- Extrait cité:
"""

Par contre, du Dieu unique et tourné vers lui-même, émane une intelligence, qui en émane une autre, etc., jusqu’à arriver aux êtres humains.
Si les êtres humains arrivent à comprendre cela, alors ils ouvrent leur intelligence et peuvent « remonter » vers l’intelligence la plus haute. Dans « Principes des opinions auxquelles adhèrent les habitants de la cité excellente », il dit ainsi (de manière complexe mais on en devine aisément la logique où l’intelligence tombe « en cascade ») :
Le premier degré par quoi l’homme est l’homme, c’est cette disposition naturelle réceptive destinée à devenir intelligence en acte. Elle est commune à tous les hommes (…).
Ce qui déborde de Dieu (…) sur l’intellect agent, ce dernier le déverse sur l’intellect patient de cet homme par l’intermédiaire de l’intellect acquis, puis sur sa puissance imaginative.

"""

- Exercices:
(1) Extrayez du passage sur l'intelligence émanant de Dieu le texte exact, en commençant par « Par contre, du » et en allant jusqu'à « sa puissance imaginative. ».
(2) Prolongez le passage sur l'intelligence émanant de Dieu en rédigeant ce qui vient après sa dernière phrase.
Vous n'aurez pas besoin du matériel pour ce travail.

- Données brutes:

"""

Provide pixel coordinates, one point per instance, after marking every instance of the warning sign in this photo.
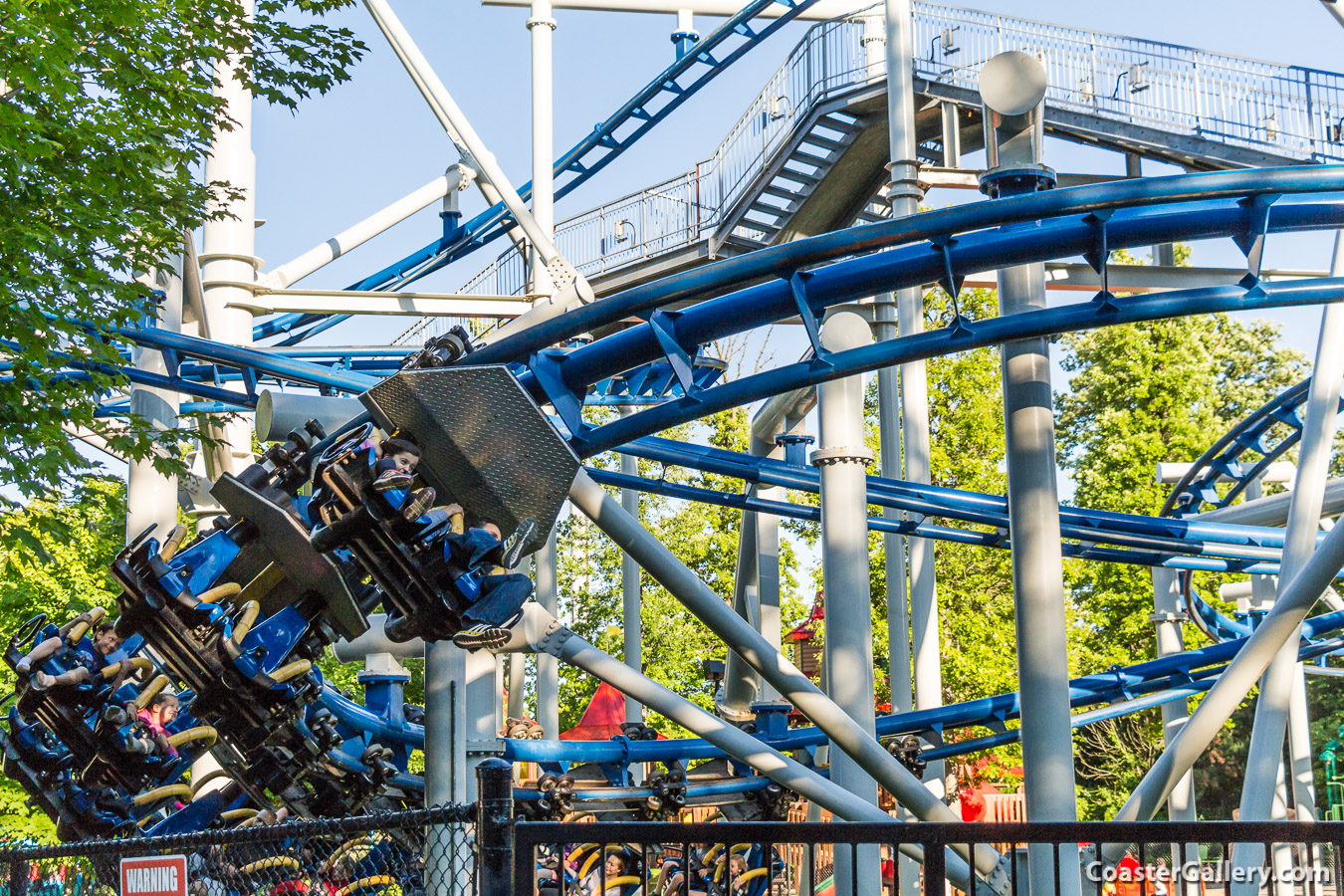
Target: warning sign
(153, 876)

"""

- Corrigé:
(1)
Par contre, du Dieu unique et tourné vers lui-même, émane une intelligence, qui en émane une autre, etc., jusqu’à arriver aux êtres humains.
Si les êtres humains arrivent à comprendre cela, alors ils ouvrent leur intelligence et peuvent « remonter » vers l’intelligence la plus haute. Dans « Principes des opinions auxquelles adhèrent les habitants de la cité excellente », il dit ainsi (de manière complexe mais on en devine aisément la logique où l’intelligence tombe « en cascade ») :
Le premier degré par quoi l’homme est l’homme, c’est cette disposition naturelle réceptive destinée à devenir intelligence en acte. Elle est commune à tous les hommes (…).
Ce qui déborde de Dieu (…) sur l’intellect agent, ce dernier le déverse sur l’intellect patient de cet homme par l’intermédiaire de l’intellect acquis, puis sur sa puissance imaginative.

(2)
Par ce qui déborde sur son intellect patient, il devient sage, philosophe et parfaitement intelligent.
Par ce qui déborde sur sa puissance imaginative, [il devient] prophète, annonciateur du futur et narrateur des [événements] particuliers présents, et ce grâce à un être dans lequel il intellige le divin.
Pareil homme est au rang le plus achevé de l’humanité et au faîte du bonheur. Son âme est parfaite et unie à l’Intellect agent.
Ainsi, chaque individu peut penser, et chaque individu pense non pas individuellement, mais conformément à un monde qui est un. Toute pensée est un produit de l’univers et ses conditions concrètes. C’est une compréhension matérialiste du monde, même si l’univers est ici présenté comme créé par Dieu.
L’être humain véritable, c’est ici celui qui reconnaît qu’être intelligent, c’est reconnaître la réalité dans son ensemble, c’est penser conformément à l’ensemble – et c’est là qu’on est véritablement heureux. Épicure disait la même chose, et Spinoza dira la même chose par la suite. C’est une considération matérialiste.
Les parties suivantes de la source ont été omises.